The Colombian paramilitary, many of them former members of the Armed Forces, are part of their reserves and are the drug-traffickers’ best allies and protectors.

The so-called civilian personnel that would accompany the troops in the Colombian bases are, as a rule, expertly trained former American soldiers hired by such private companies as Blackwater, widely known for its crimes in Iraq and elsewhere in the world.

A country with self-respect needs no U.S. mercenaries, troops, or military bases to fight drug trafficking, protect the people in case of natural disasters or to provide humanitarian cooperation to other peoples.

Cuba is a country that does not have a drug problem or high rates of violent deaths – in fact the rate of such deaths decreases every year.

Threat to all Latin America
The only purpose of these bases for the United States is to place Latin America within reach of its troops in a matter of hours. The top military commanders of Brazil were very upset by the unexpected news of the agreement to establish U.S. military bases in Colombia. The Palanquero base is very close to the Brazilian border.

These bases and those in the Islas Malvinas [Falkland Islands], Paraguay, Peru, Honduras, Aruba, Curacao and others leave not a single location in Brazil and the rest of South America beyond reach of the U.S. Southern Command. Using its most advanced carrier aircraft, it can be on the spot within hours with troops and sophisticated combat equipment.

The best experts on the subject have provided all necessary data to prove the military scope of the Yankee-Colombian accord. This program, including the reactivation of the Fourth Fleet, was designed by Bush and inherited by the current U.S. administration. Some South American leaders are asking due clarification of U.S. military policy in Latin America. Nuclear aircraft-carriers are not required to combat drugs.

The most immediate objective of that plan is to eliminate the Bolivarian revolutionary process and to assure U.S. control over Venezuela’s oil and other natural resources. Moreover, the empire does not accept the competition of new emerging economies in its backyard or the existence of truly independent countries in Latin America. And it counts on the reactionary oligarchy, the fascist Right, and its control over the most important media, both internally and externally. It will never grant support to anything resembling true equity and social justice.

The Latin American migration to the United States is the consequence of underdevelopment, the result of U.S. plundering of our countries and of unequal exchange with the industrialized countries.

Mexico was forcibly removed from Latin America through the Free Trade Agreement with the United States and Canada. Most of the 12 million illegal immigrants in the USA are Mexicans, as are most of the hundreds who perish every year along the fence separating these nations.

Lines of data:
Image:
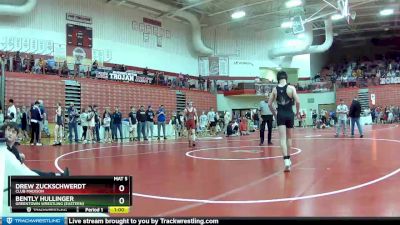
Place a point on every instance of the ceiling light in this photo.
(287, 24)
(386, 12)
(238, 14)
(337, 17)
(293, 3)
(294, 42)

Tasks to perform ->
[1] According to the passage on U.S. military bases in Colombia, which base lies very close to the Brazilian border?
[2] Carry on the passage on U.S. military bases in Colombia from the point at which it ends.

Answers below ->
[1] The Palanquero base.

[2]
Amid the current international economic crisis, the rate of extreme poverty in Mexico – a country with a population of 107 million – has reached 18 per cent, while more than half of the population lives in poverty.

Martí’s insight
During the life of Marti, the apostle of our independence, his major source of concern was annexation to the United States. After 1889 he became aware that this was the greatest danger for Latin America. He always dreamed of the Grand Homeland, from the Rio Bravo to Patagonia; and he died for it and for Cuba.

On January 10, 1891 he published an essay in the New York Illustrated Review under the title “Our America,” in which he wrote the unforgettable words, “The trees must form ranks to hold back the giant with seven-league boots! It is the time to gather and to march together, as closely united as the veins of silver at the roots of the Andes.”

Four years later, after his landing at Playitas in the eastern province of Cuba, territory held by the insurrectionists, he met on May 2, 1895, with the Herald journalist George E. Bryson, who told him that, in an interview with the celebrated General Arsenio Martinez Campos, the Spanish officer had said that he would rather surrender Cuba to the United States than accept its independence.

Marti was so impressed by the news that on May 18 he sent his Mexican friend Manuel Mercado the renowned posthumous letter where he wrote of “the road that is to be blocked off, and is being blocked off by our blood – the road of annexing our American nations to the brutal and turbulent North, which despises them.”

The following day, heedless of the advice of General Máximo Gomez, who advised that he should stay with the rearguard, he asked his assistant for a revolver and charged on a well-positioned Spanish force. He died in combat.

“I have lived in the monster and I know its entrails,” he wrote in his last letter.

(published in CubaDebate,1 August 27, 2009. Socialist Voice translation based on a translation published in the Cuban newspaper Granma2.)

2008/11/25

Venezuela : The Revolution Stumbles

Richard Gott
Comment Is Free
The Guardian
http://www.guardian.co.uk/commentisfree/2008/nov/24/venezuela-hugo-chavez

Putting a brave face on a major electoral setback [1] early on Monday morning, president Hugo Chavez quoted from a Guardian editorial [2] that had referred to Venezuela's "vibrant democracy". The result of Sunday's regional elections, Chavez suggested, had been "a great victory for the country, for its constitution, and for its political system".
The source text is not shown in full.